** BEGIN SOURCE EXCERPT **

But that doesn't feel quite optimal if the rest of your tests starts with Expect._____

Alternatively, we could make Expect more of a class

type Expecto(diffPrinter) =
  member __.equal actual expected message =
    ....
  member __.isNone ......

and then let users do

open Expecto open Expecto.DiffPlexDiffs

let Expect = Expecto(betterDiffPrinter)

test "This is my test" { Expect.equal (1+1) 2 "Business as usual here" }

That also opens up rooms for inserting more user-configurable things into the Expect-module in the future.

But then again, I do like how the current Expect-module works without the need for instantiating a class. Hmm...

drhumlen commented 4 years ago

A bit off-topic: When writing my own tests, I find that Expect.equal is the function is use by far the most. I also rather use more time to describe the test-case well instead of using the message-field – it's almost always redundant. I rather spend more time perfecting the name of helper functions and local values to make the test understandable.

...Which eventually led to me introduce a custom operator for assertions in my own test code base:

let (==>) actual expected = Expect.equal actual expected "" // <- I don't need this message field

Then I can write my tests simply like so:

test "1+1 should be 2" {
   1 +1 ==> 2
}

test "When a user is created, it appears in the list of users with status Created." {
  let event: UserCreated = {Name = "Peter"}

  applyEvent [] event
  ==> [ {Name = "Peter"; Status = Created} ]
}

(We're doing event sourcing, so we have a lot of tests for our reducers (event appliers) & command handlers.)

I find this way of writing asserts lets me drop a lot of parentheses, while also being very visually guiding with the "arrow syntax". I initially had many tests written very nestedly with Expect.equal (......) (..........) "", but I've slowly rewritten many tests to use the arrow and found that they become a more readable.

The reasons I'm mentioning it is because I think the Expect.equal function is by far the most useful one. You could do almost all the others things with it: user.IsVerified ==> true instead of Expect.isTrue user.IsVerified "user must be verified".

** END SOURCE EXCERPT **
** BEGIN ENTRIES SHOWN **

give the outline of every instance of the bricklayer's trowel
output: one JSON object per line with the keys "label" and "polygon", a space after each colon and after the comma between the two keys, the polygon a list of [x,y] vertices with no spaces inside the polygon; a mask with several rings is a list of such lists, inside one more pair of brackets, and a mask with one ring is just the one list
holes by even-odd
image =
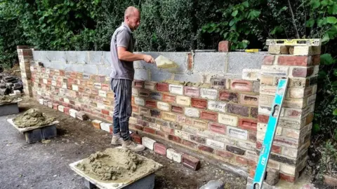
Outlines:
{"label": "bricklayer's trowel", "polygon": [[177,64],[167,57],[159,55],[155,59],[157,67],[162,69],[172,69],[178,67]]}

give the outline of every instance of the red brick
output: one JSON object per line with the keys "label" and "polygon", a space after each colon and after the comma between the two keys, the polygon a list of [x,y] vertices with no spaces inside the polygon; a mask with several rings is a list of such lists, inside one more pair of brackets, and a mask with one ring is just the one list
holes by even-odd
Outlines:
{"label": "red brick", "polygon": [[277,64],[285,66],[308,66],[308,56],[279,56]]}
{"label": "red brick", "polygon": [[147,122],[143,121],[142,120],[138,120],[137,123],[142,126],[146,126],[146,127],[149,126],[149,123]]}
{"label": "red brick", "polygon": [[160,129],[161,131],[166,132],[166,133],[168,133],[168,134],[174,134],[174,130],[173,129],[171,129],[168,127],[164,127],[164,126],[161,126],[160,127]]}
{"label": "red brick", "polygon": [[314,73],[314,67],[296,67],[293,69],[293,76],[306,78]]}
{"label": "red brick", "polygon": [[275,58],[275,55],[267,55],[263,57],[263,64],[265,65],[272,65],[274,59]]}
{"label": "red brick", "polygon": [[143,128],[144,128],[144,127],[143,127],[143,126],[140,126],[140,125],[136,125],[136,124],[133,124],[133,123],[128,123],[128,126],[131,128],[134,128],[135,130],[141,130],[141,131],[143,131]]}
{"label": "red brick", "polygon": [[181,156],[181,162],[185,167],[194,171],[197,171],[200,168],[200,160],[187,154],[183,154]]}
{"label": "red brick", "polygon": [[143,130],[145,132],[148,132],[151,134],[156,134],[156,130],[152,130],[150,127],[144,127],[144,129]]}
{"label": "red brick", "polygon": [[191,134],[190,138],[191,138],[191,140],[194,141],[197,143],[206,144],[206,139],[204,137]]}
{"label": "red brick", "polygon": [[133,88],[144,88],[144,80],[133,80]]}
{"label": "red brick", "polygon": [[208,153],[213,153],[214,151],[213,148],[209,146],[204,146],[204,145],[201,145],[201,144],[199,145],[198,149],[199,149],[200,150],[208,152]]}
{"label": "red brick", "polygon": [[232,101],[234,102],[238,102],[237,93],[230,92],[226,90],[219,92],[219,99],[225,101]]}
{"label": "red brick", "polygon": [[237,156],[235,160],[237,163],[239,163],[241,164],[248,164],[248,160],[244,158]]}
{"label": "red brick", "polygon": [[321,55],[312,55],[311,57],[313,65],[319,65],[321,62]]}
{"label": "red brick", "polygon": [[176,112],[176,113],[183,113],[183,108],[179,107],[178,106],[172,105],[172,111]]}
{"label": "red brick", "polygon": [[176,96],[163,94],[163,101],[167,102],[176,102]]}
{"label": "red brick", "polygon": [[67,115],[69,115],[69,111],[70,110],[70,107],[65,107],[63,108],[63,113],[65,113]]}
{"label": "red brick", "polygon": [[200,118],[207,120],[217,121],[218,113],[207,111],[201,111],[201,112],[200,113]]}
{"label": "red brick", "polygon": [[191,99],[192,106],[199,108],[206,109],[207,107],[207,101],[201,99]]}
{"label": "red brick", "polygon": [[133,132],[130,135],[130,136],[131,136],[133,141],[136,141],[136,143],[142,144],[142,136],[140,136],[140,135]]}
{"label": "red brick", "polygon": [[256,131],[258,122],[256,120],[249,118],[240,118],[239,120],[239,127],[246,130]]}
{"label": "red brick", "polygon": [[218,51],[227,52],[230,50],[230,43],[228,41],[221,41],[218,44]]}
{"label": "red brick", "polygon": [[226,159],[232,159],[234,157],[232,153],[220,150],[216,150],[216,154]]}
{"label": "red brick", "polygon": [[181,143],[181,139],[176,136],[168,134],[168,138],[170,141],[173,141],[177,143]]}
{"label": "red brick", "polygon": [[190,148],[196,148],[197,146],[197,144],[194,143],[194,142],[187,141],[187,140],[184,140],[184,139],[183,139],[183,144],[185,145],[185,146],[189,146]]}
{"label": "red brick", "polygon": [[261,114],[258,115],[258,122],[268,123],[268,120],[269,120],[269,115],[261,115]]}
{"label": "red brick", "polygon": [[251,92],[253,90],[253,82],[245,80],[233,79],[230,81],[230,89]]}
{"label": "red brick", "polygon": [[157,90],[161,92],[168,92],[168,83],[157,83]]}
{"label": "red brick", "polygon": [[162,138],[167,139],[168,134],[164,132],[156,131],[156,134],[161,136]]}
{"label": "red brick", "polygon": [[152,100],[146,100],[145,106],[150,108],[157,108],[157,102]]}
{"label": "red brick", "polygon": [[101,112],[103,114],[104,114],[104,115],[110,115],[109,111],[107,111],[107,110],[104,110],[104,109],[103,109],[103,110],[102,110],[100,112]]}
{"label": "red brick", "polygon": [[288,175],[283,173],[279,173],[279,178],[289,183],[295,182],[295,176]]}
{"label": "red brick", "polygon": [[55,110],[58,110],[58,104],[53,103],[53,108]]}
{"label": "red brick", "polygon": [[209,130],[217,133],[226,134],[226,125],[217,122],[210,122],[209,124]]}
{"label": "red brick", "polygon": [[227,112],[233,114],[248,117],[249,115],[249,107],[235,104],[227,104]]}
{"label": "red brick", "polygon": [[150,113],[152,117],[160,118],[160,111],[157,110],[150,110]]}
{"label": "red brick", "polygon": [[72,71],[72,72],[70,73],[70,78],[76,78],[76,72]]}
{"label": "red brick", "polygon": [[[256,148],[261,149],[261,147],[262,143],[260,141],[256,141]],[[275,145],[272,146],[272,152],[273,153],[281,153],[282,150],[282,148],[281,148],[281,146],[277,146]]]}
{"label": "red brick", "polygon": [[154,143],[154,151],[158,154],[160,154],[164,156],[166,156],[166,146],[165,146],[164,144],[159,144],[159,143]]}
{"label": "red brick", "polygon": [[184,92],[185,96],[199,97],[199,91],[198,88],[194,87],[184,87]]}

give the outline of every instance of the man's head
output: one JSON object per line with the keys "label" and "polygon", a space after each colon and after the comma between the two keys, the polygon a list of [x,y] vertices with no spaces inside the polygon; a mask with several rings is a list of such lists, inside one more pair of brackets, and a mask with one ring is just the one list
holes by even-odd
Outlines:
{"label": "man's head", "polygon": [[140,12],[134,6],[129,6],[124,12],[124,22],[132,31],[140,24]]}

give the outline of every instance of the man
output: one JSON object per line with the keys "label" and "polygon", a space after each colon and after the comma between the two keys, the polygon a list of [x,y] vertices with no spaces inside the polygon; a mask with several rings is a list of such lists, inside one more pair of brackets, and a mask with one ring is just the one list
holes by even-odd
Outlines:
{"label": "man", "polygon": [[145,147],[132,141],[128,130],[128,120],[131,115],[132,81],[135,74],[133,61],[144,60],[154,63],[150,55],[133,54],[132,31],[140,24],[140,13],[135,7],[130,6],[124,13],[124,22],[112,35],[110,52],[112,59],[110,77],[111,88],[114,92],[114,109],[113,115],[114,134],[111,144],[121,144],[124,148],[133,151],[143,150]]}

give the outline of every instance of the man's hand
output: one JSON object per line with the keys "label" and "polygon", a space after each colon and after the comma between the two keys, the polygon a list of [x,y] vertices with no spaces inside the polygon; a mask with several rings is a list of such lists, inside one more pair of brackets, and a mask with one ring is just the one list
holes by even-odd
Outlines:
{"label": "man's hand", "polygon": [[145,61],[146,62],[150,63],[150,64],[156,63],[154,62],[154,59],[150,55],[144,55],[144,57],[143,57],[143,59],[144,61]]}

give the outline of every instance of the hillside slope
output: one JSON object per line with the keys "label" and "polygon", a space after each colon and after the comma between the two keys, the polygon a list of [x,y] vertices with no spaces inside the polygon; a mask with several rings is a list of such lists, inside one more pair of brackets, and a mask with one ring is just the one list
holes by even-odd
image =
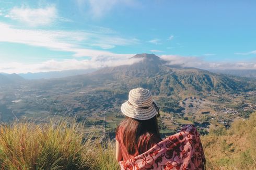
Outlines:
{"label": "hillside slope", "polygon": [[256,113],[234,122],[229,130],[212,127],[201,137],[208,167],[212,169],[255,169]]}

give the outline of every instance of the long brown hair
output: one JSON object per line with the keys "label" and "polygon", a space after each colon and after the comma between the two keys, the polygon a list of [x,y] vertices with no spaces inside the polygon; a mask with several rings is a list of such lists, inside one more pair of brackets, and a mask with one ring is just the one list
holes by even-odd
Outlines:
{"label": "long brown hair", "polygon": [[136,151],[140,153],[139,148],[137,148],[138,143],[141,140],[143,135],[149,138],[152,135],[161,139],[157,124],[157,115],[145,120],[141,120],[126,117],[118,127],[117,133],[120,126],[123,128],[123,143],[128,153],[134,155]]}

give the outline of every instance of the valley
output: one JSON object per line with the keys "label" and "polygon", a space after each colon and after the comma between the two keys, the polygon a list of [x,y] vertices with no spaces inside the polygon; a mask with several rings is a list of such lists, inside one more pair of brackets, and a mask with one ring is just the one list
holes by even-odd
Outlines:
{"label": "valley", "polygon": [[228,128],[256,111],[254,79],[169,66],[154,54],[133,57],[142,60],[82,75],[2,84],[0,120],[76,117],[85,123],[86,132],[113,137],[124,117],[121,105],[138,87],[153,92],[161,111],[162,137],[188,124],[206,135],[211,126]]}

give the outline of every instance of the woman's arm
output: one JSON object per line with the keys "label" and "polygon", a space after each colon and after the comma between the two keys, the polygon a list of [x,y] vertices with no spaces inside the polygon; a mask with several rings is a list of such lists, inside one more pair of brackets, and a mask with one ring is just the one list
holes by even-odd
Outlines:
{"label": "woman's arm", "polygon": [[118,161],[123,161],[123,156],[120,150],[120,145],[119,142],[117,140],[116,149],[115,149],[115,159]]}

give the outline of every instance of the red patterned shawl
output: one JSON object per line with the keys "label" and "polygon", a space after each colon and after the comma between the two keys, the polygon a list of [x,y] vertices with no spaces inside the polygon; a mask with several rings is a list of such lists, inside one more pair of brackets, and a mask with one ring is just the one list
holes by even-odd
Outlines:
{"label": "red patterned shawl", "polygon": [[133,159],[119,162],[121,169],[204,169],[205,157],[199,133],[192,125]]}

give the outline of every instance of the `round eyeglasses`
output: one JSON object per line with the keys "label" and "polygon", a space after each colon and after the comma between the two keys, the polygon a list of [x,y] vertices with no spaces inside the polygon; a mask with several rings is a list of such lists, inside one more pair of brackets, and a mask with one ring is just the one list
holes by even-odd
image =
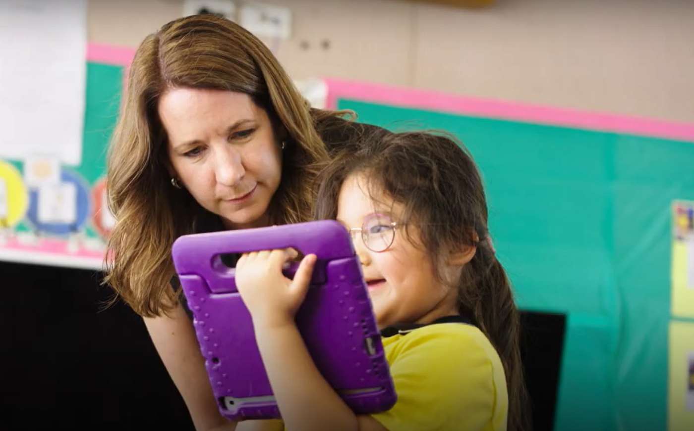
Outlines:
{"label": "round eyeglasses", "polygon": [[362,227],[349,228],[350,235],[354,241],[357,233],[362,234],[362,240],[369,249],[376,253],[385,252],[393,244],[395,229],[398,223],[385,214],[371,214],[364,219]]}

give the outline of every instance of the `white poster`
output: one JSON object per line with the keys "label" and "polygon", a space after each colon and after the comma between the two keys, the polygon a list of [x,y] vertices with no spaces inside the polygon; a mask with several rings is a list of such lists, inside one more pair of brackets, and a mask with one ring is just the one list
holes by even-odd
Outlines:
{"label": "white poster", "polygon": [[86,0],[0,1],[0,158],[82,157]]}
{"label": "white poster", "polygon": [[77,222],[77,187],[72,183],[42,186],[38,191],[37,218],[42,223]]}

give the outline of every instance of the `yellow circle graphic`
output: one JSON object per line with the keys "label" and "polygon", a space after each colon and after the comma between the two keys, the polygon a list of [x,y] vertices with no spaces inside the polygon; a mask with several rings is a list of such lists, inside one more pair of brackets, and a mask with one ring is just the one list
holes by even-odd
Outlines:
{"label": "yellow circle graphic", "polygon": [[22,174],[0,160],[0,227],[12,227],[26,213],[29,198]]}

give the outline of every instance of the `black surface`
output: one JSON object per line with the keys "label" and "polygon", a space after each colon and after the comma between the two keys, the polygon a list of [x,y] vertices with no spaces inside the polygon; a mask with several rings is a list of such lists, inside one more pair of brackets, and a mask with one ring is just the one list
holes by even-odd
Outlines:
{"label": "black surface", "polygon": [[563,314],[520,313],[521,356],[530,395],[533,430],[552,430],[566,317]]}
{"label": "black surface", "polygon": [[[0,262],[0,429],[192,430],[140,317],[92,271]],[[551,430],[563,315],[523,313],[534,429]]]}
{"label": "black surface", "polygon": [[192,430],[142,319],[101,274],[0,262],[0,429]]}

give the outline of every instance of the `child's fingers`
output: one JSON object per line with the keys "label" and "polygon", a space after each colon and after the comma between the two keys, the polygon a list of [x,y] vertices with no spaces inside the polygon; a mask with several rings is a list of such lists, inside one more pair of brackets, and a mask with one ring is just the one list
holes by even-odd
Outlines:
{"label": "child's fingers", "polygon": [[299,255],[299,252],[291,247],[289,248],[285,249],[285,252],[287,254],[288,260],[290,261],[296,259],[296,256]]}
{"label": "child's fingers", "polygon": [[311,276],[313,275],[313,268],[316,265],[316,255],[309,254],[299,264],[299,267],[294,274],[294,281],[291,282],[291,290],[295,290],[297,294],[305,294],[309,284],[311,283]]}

** END ENTRIES SHOWN **

**STATED EXERCISE A**. Locate each line of the records that contains the string "eyeglasses", treating uppercase and lowercase as different, and copy those lines.
**STATED EXERCISE B**. Extend the forum thread about Expect assertions, picking up right after its final sentence.
The records are unrelated to the forum thread.

**TASK ANSWER A**.
give the outline of every instance of the `round eyeglasses`
{"label": "round eyeglasses", "polygon": [[362,227],[349,228],[350,235],[354,241],[357,233],[362,234],[362,240],[369,249],[376,253],[385,252],[393,244],[395,229],[398,223],[385,214],[371,214],[364,219]]}

**TASK ANSWER B**.
I'm not sure if it's wise to pollute the namespace with a lot of symbolic operators, but perhaps one is not too unreasonable – for example ==> or some other suggestions if you have one? Maybe put it inside a module for symbols so it doesn't appear in scope when open Expecto, but enforce open Expecto.OperatorSyntax?

Just thougth I'd put it out there. Maybe this belongs in its own thread though.

drhumlen commented 4 years ago

On-topic again: the easiest would be to just depend on DiffPlex (like i've done initially) and not bother with all the hassle of either porting code over to F# or confusing the end user with a plugin-like system.

...And if DiffPlex's API turns out to be unstable, we can always just go back to the old differ, or copy over the code that worked into this repo. Also, as long as we depend on a specific version of DiffPlex, I don't see why it should ever stop working? Also, @mmanela himself confirms that DiffPlex's api has been very stable and will probably continue to be since there's not much need to change it (ever)?

drhumlen commented 4 years ago

Ok, I just went ahead trying out the Expecto.Hopac approach – making a seperate module and keeping Expecto (core) depedency-free.

I'm new to paket, and had to do a lot of wrestling with my IDE and Paket along the way, so some of the Paket-code/dependency tree maybe unnecessary/wrong. Please give feedback if there's something strange there.

Since the Colorization code is an internal/private module for Expecto, I have to pass a colorization function to the Expecto.Differ module's function – which looks very strange, but is is necessary to keep the color scheming consistent I think?

I'm still not quite done yet. String diffing doesn't use the provided differ function in every case, so that needs to be straightened out. But I'm awaiting feedback from you for now in case you've changed your mind on the dependency situation, or have a better solution :)

haf commented 4 years ago

BTW; DVar https://github.com/haf/DVar/blob/master/src/DVar.Tests/Program.fs — it's also present in Logary (and its Facade in this repo)

haf commented 4 years ago

I'm new to paket, and had to do a lot of wrestling with my IDE and Paket along the way, so some of the Paket-code/dependency tree maybe unnecessary/wrong. Please give feedback if there's something strange there.

Looks fine to me!

drhumlen commented 4 years ago

Thanks for the feedback. I'll refactor my code. It was never meant to be in a finished state; I just needed some feedback on the general direction before putting too much time into it.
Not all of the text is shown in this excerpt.